**Task description**
Could you switch "ocean" to "sea" in everything from the start of the data down to the line containing "[0, 428, 1398, 817]", and give those lines back with nothing else changed?

** begin Provided data **

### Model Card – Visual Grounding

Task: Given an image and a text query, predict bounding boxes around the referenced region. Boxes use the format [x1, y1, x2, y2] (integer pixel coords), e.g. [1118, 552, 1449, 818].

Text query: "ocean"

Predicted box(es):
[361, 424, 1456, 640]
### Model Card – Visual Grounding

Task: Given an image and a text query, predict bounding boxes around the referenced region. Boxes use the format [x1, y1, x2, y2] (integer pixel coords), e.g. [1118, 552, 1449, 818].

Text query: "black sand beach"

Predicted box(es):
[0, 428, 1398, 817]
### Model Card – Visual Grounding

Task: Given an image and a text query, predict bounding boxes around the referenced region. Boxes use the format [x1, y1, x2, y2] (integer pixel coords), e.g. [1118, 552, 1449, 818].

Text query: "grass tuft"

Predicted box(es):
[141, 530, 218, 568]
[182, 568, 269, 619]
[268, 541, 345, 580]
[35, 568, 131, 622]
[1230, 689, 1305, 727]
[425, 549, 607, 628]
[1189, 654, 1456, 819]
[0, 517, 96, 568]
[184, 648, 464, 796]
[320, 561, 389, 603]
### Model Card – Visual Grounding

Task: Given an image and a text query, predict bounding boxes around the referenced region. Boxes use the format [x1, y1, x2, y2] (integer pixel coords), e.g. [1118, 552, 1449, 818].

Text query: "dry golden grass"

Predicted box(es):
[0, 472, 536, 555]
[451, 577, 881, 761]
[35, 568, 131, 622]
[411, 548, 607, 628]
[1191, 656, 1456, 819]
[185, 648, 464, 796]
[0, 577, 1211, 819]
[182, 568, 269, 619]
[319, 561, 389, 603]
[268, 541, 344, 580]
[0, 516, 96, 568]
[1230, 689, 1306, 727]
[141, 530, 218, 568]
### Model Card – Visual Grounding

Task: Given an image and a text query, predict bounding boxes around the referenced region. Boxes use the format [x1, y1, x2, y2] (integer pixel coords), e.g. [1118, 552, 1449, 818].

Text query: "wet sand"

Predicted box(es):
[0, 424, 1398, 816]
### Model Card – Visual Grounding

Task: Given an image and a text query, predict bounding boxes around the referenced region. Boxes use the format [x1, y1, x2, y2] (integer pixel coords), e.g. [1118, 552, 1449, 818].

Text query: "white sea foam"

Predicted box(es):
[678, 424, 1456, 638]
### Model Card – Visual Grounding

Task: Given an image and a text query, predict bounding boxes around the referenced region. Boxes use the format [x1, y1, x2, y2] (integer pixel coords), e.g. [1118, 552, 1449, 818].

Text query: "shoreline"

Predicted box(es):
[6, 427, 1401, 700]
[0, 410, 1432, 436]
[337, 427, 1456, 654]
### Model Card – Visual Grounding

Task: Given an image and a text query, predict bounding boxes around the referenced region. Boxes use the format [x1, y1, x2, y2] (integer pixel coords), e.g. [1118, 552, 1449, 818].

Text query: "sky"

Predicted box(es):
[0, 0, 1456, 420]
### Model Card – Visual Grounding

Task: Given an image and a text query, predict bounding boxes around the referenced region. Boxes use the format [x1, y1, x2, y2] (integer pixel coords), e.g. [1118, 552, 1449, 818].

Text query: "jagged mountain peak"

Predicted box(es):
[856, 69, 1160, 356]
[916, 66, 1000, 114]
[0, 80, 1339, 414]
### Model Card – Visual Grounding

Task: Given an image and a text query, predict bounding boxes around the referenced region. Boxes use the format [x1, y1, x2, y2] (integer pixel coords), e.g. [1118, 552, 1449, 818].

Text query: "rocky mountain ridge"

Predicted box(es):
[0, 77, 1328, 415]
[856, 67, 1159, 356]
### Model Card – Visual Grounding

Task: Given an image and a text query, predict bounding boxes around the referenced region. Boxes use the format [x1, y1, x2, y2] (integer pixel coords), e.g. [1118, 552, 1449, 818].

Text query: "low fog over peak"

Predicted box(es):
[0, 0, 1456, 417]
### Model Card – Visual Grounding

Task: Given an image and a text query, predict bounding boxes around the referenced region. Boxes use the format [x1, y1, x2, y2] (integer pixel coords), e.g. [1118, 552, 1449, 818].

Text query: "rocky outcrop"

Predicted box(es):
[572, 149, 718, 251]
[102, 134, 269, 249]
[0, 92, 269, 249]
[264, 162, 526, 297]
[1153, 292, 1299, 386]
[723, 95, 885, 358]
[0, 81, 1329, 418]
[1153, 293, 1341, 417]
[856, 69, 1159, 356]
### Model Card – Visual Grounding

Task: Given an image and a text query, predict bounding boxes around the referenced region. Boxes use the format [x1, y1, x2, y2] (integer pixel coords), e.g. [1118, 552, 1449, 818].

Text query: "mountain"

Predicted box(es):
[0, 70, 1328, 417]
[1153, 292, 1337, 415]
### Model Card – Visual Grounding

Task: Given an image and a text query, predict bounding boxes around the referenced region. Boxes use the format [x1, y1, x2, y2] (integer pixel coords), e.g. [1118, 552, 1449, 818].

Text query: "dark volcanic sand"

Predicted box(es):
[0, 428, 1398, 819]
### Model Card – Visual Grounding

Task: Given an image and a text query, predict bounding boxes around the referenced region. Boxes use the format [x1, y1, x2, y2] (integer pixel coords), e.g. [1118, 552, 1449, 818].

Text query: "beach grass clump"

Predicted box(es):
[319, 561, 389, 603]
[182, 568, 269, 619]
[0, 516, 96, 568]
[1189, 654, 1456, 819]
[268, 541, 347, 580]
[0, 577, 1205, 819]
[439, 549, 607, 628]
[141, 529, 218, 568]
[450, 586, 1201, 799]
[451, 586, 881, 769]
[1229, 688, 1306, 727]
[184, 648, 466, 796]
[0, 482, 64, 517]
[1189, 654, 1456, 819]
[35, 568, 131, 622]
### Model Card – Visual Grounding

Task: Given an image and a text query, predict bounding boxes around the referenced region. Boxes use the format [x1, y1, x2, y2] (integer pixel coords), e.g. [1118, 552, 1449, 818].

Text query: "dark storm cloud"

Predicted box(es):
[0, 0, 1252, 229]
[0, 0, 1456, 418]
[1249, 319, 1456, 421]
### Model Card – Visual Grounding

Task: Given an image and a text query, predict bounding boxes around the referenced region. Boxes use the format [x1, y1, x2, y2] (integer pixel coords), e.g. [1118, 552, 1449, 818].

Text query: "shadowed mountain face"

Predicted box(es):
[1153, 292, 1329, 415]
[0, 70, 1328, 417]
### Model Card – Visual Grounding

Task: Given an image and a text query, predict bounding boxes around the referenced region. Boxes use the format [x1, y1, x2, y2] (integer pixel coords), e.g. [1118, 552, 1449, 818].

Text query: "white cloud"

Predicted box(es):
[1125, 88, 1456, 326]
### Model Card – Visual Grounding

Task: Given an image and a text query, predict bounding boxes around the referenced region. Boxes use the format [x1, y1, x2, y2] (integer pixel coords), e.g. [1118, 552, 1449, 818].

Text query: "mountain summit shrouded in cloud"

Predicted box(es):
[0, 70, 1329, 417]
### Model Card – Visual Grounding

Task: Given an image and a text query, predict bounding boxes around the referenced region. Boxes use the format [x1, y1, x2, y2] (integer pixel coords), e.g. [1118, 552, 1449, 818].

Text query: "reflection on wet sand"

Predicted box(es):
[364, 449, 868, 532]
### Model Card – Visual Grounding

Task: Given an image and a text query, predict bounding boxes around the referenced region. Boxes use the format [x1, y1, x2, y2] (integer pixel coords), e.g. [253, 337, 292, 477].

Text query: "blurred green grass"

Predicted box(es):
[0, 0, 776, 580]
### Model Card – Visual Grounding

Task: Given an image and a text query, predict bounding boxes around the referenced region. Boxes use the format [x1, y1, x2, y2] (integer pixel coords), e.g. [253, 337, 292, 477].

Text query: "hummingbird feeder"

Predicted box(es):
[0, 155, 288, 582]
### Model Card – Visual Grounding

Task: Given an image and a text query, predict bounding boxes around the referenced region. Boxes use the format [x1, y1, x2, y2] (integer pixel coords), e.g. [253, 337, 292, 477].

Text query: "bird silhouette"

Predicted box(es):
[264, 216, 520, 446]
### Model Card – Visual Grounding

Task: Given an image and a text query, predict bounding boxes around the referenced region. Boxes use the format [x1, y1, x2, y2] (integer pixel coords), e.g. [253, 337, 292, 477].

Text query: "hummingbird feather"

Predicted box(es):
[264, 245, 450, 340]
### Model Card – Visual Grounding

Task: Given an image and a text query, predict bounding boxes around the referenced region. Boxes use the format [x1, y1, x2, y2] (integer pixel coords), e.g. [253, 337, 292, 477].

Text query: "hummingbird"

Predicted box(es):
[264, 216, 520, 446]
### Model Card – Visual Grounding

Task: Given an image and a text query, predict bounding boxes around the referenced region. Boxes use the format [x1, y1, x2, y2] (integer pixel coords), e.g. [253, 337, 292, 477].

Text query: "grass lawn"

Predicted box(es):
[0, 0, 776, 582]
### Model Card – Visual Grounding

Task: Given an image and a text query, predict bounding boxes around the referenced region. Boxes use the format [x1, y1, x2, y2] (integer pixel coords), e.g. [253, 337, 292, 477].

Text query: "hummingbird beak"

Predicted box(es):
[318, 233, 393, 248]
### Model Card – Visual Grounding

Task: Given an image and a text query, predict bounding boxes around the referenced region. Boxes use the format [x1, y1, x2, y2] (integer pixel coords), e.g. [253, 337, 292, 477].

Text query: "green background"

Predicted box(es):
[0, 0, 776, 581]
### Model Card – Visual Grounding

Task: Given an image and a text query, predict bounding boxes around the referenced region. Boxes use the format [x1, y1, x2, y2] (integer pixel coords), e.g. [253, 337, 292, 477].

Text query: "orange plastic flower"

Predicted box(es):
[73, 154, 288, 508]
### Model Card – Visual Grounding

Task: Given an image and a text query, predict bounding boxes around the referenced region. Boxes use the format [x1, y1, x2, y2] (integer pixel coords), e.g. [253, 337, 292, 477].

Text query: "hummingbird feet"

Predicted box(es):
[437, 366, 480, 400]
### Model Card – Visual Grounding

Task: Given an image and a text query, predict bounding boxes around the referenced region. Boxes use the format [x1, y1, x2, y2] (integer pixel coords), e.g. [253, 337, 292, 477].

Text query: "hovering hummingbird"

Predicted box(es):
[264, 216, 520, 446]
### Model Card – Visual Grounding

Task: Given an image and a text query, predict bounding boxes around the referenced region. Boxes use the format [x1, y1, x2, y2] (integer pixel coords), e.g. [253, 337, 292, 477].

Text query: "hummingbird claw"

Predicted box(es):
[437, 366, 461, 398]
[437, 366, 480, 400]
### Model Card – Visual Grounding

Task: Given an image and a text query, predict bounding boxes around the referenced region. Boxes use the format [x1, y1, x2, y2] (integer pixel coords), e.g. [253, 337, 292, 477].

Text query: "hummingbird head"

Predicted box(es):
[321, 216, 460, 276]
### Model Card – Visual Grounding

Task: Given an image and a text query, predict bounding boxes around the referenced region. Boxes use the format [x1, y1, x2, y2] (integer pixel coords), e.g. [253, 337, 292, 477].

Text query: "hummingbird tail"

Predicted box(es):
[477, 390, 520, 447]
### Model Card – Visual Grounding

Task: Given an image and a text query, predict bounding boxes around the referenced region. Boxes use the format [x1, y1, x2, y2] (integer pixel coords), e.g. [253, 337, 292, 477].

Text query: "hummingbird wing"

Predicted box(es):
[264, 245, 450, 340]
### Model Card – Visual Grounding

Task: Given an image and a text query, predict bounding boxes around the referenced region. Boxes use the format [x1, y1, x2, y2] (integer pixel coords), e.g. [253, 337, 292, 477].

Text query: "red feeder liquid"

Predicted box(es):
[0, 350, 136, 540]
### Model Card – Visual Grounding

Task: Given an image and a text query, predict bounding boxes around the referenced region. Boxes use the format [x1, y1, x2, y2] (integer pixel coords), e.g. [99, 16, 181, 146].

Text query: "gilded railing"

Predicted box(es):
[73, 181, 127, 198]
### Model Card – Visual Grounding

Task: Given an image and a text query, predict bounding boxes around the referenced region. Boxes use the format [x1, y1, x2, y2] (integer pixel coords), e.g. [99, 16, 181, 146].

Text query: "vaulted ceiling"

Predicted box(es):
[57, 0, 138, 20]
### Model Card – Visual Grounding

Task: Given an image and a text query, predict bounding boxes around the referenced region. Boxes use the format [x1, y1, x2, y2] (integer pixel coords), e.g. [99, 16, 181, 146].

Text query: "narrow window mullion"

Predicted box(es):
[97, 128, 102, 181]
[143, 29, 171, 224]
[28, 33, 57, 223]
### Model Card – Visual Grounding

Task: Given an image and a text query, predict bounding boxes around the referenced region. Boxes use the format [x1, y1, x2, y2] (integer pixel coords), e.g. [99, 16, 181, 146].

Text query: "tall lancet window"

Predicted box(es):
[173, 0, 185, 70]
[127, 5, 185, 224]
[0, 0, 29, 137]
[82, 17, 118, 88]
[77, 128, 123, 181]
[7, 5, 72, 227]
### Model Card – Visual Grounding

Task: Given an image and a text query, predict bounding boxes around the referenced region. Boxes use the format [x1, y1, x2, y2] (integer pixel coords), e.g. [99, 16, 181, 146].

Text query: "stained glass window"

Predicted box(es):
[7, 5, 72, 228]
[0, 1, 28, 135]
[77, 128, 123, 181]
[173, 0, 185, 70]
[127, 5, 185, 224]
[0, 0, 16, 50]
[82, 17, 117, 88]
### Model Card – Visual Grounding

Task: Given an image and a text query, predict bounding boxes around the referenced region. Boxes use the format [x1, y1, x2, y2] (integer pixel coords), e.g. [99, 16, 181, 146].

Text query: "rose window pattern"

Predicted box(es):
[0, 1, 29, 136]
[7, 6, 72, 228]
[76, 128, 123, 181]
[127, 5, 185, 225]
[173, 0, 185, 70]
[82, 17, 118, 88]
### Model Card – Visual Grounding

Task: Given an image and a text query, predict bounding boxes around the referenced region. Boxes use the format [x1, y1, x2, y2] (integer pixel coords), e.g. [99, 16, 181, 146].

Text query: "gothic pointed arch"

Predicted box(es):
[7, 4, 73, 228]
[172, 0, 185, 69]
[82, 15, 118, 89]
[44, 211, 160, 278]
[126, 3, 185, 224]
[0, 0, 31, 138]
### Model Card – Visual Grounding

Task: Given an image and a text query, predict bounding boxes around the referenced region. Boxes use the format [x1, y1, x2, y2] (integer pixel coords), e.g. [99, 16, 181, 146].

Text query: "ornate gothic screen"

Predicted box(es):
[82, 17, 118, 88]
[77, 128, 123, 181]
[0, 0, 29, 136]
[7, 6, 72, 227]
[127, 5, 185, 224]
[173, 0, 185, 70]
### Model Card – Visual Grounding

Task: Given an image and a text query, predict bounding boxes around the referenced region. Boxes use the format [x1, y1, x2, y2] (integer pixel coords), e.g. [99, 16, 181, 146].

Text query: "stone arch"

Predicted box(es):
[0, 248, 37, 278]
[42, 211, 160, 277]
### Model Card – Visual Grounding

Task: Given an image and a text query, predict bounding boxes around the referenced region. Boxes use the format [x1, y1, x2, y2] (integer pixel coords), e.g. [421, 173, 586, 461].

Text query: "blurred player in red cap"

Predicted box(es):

** end Provided data **

**Problem solution**
### Model Card – Visual Grounding

Task: Given an image and a text query, predict bounding boxes around the referenced region. Boxes use the format [x1, y1, x2, y2] (integer pixel coords), e.g. [1118, 552, 1449, 818].

Text query: "sea"

Predicted box(es):
[361, 424, 1456, 640]
### Model Card – Visual Grounding

Task: Given an image and a text query, predict bounding boxes around the referenced region. Boxes use the format [x1, y1, x2, y2] (integer pixel coords), e.g. [1118, 552, 1449, 818].

Text query: "black sand beach"

Predicted box(es):
[0, 428, 1398, 817]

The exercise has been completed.